• The request
Copy every one of the following lines without changing anything, and leave the pictures out of your copy.

• Excerpted data
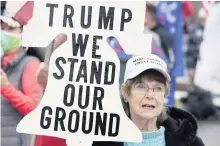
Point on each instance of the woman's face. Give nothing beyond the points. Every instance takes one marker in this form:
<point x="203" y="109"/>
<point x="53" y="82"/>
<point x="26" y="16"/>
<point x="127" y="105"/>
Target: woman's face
<point x="146" y="99"/>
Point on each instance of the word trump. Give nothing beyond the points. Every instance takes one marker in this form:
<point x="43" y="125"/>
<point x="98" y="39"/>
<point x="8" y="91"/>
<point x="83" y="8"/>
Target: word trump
<point x="105" y="20"/>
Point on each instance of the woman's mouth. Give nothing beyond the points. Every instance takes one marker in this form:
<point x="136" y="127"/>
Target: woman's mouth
<point x="148" y="106"/>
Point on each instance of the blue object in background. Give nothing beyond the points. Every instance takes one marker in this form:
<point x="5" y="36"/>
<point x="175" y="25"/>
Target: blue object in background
<point x="170" y="14"/>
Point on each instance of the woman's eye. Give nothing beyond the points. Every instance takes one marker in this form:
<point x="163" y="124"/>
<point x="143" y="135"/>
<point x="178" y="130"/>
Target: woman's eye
<point x="157" y="89"/>
<point x="140" y="86"/>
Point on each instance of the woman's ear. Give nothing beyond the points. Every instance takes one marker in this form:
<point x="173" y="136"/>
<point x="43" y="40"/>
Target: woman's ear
<point x="124" y="93"/>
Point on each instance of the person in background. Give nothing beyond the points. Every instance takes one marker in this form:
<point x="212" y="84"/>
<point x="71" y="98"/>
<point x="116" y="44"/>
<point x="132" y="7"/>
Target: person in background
<point x="195" y="33"/>
<point x="19" y="87"/>
<point x="152" y="22"/>
<point x="207" y="74"/>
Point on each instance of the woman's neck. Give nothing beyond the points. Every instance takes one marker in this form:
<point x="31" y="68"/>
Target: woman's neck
<point x="143" y="124"/>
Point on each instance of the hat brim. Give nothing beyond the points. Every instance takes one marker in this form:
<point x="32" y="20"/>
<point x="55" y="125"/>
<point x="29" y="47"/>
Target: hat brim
<point x="139" y="70"/>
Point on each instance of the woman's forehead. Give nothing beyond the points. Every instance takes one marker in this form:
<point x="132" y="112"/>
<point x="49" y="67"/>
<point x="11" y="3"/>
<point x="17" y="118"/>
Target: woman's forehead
<point x="148" y="81"/>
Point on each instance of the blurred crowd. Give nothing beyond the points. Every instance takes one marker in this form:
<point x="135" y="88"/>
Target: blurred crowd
<point x="20" y="91"/>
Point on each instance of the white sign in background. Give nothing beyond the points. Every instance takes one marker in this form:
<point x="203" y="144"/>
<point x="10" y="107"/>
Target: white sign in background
<point x="93" y="109"/>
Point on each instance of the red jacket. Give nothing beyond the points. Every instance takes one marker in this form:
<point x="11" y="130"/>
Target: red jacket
<point x="26" y="100"/>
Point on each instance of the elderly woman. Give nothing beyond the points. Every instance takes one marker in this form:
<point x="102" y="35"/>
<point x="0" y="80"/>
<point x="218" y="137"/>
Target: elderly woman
<point x="143" y="91"/>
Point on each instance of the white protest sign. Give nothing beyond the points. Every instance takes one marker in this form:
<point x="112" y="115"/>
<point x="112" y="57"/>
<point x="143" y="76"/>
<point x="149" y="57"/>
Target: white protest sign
<point x="82" y="97"/>
<point x="52" y="18"/>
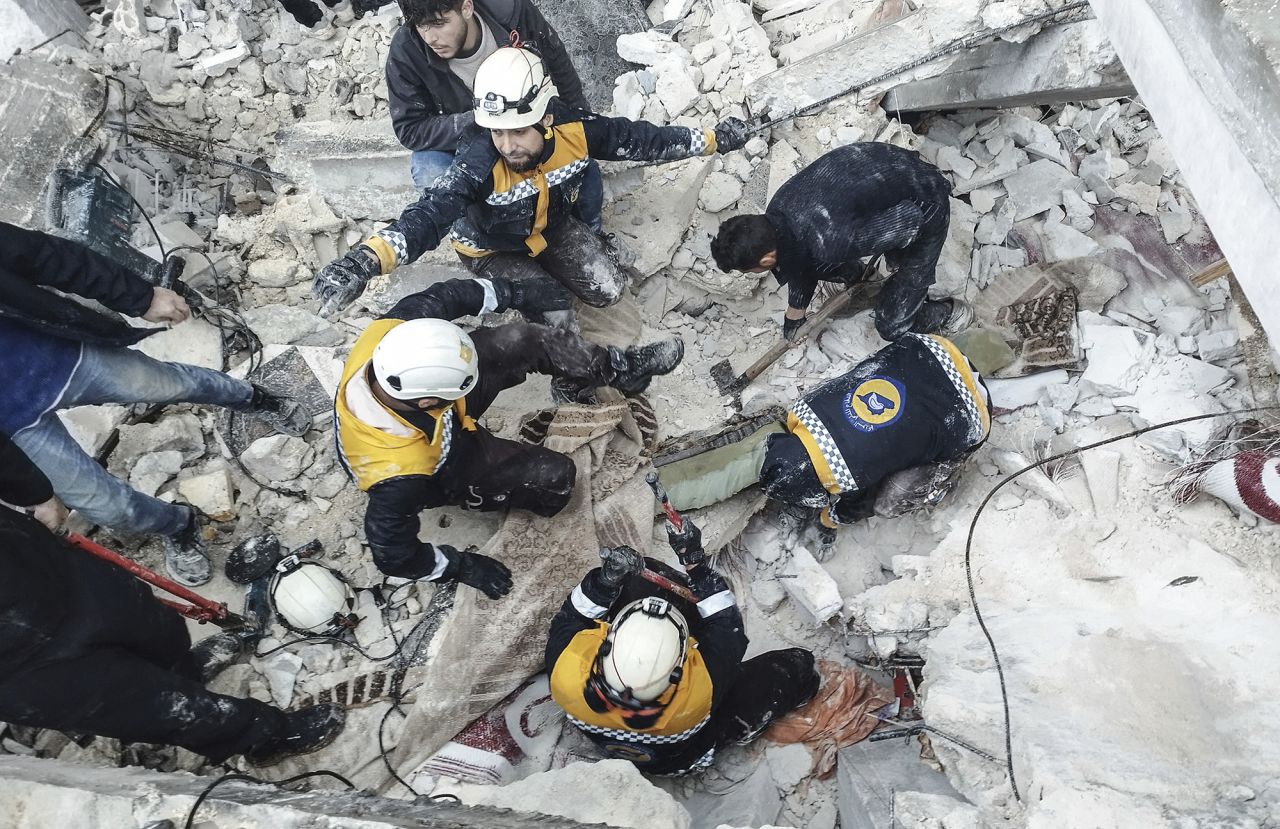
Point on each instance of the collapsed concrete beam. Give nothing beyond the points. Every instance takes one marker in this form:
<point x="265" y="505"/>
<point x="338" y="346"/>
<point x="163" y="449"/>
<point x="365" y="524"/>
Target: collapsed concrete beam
<point x="1207" y="72"/>
<point x="1074" y="62"/>
<point x="359" y="168"/>
<point x="28" y="23"/>
<point x="53" y="795"/>
<point x="44" y="111"/>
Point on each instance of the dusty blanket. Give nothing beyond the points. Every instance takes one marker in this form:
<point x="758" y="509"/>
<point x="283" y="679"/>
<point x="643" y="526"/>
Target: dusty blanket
<point x="487" y="649"/>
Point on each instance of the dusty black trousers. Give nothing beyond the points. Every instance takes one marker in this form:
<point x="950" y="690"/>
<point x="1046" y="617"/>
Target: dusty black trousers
<point x="120" y="667"/>
<point x="489" y="472"/>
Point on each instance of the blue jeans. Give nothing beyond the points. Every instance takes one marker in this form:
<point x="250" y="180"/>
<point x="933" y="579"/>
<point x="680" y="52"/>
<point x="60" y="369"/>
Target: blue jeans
<point x="428" y="165"/>
<point x="120" y="375"/>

• Output for this task
Point on each instance of the woman's face. Give nothing beyond the points. Every instance takes one marker in this form:
<point x="203" y="109"/>
<point x="53" y="82"/>
<point x="26" y="16"/>
<point x="127" y="105"/>
Target: woman's face
<point x="146" y="99"/>
Point on each instance of the word trump. Give nothing beyond the points. Every instance takes one marker in this form:
<point x="43" y="125"/>
<point x="98" y="39"/>
<point x="8" y="91"/>
<point x="83" y="8"/>
Target: word trump
<point x="105" y="20"/>
Point on each instance of the woman's mouth. Give nothing beyond the points. Every instance takes one marker in this form:
<point x="136" y="127"/>
Target: woman's mouth
<point x="148" y="106"/>
Point on each instance of the blue object in background. Give nothing beyond the points. Every instance takes one marker in this form:
<point x="5" y="36"/>
<point x="175" y="25"/>
Target: blue object in background
<point x="170" y="14"/>
Point on each instance of the woman's eye. Give nothing beyond the points. Every instance takes one marker in this form:
<point x="163" y="124"/>
<point x="143" y="135"/>
<point x="178" y="130"/>
Target: woman's eye
<point x="157" y="89"/>
<point x="140" y="86"/>
Point on each instance of the woman's ear. Give nothing beyond the points. Every instance takes one marker in this form:
<point x="173" y="136"/>
<point x="43" y="40"/>
Target: woman's ear
<point x="124" y="93"/>
Point on each instance of the person in background. Give nothing beyond the points. Every instance takes one marker in this form:
<point x="212" y="84"/>
<point x="71" y="98"/>
<point x="116" y="44"/>
<point x="132" y="7"/>
Target: person in background
<point x="195" y="33"/>
<point x="19" y="87"/>
<point x="152" y="22"/>
<point x="207" y="74"/>
Point on each instance of the woman's neck. Give nothing beyond the points. Every instance takes one marker in this form:
<point x="31" y="68"/>
Target: woman's neck
<point x="143" y="124"/>
Point on each instance of the hat brim. Give nothing beyond the points. Every instance takes one marker in this form:
<point x="32" y="20"/>
<point x="55" y="125"/>
<point x="29" y="47"/>
Target: hat brim
<point x="139" y="70"/>
Point on each instance of the woman's forehead. Give nothing beyond the points. Every instance takes one marker in this form:
<point x="132" y="112"/>
<point x="49" y="67"/>
<point x="11" y="3"/>
<point x="17" y="118"/>
Target: woman's forehead
<point x="148" y="81"/>
Point on each instance of the blurred crowd. Give nothing beyond the points. Every instance takes one marker in this form:
<point x="135" y="88"/>
Target: blurred crowd
<point x="20" y="91"/>
Point on each instance of the white sign in background. Give nothing beyond the points. Every instance takes one marker in this form:
<point x="203" y="144"/>
<point x="10" y="107"/>
Target: white sign in background
<point x="93" y="109"/>
Point on each instance of the red jacket. Give nothing beyond the points. Every instance takes one marker in this form:
<point x="11" y="130"/>
Target: red jacket
<point x="26" y="100"/>
Point on each instance of the elderly woman. Give nothing beyond the points. Every instance takes one marker in this form:
<point x="102" y="35"/>
<point x="0" y="80"/>
<point x="218" y="137"/>
Target: elderly woman
<point x="143" y="91"/>
Point on each instance of the white protest sign. Give nothing beyond the points. Every instance takes one marker in this form:
<point x="112" y="115"/>
<point x="112" y="57"/>
<point x="143" y="76"/>
<point x="149" y="57"/>
Target: white protest sign
<point x="82" y="97"/>
<point x="52" y="18"/>
Point on each instance of the collapsed concrete beam. Give nothing beyond the points. Every instance takes one marker in this form:
<point x="265" y="505"/>
<point x="338" y="346"/>
<point x="163" y="449"/>
<point x="365" y="524"/>
Target: collapsed concrete beam
<point x="1207" y="72"/>
<point x="1074" y="62"/>
<point x="359" y="168"/>
<point x="28" y="23"/>
<point x="53" y="795"/>
<point x="44" y="111"/>
Point on each instance of the dusty blanket. Give nothing beyond the points. Every instance takes one marker in this form:
<point x="758" y="509"/>
<point x="283" y="679"/>
<point x="643" y="526"/>
Target: dusty blanket
<point x="487" y="649"/>
Point on each instance of the dusty black trousers. Give nothing beyond the points. Every instance takes one marker in this form:
<point x="950" y="690"/>
<point x="1046" y="617"/>
Target: dusty black trousers
<point x="120" y="667"/>
<point x="489" y="472"/>
Point on each instance of the blue jeans. Give nothing beyond the points. Every instance takes one marker in this form:
<point x="250" y="180"/>
<point x="933" y="579"/>
<point x="680" y="52"/>
<point x="60" y="369"/>
Target: blue jeans
<point x="428" y="165"/>
<point x="120" y="375"/>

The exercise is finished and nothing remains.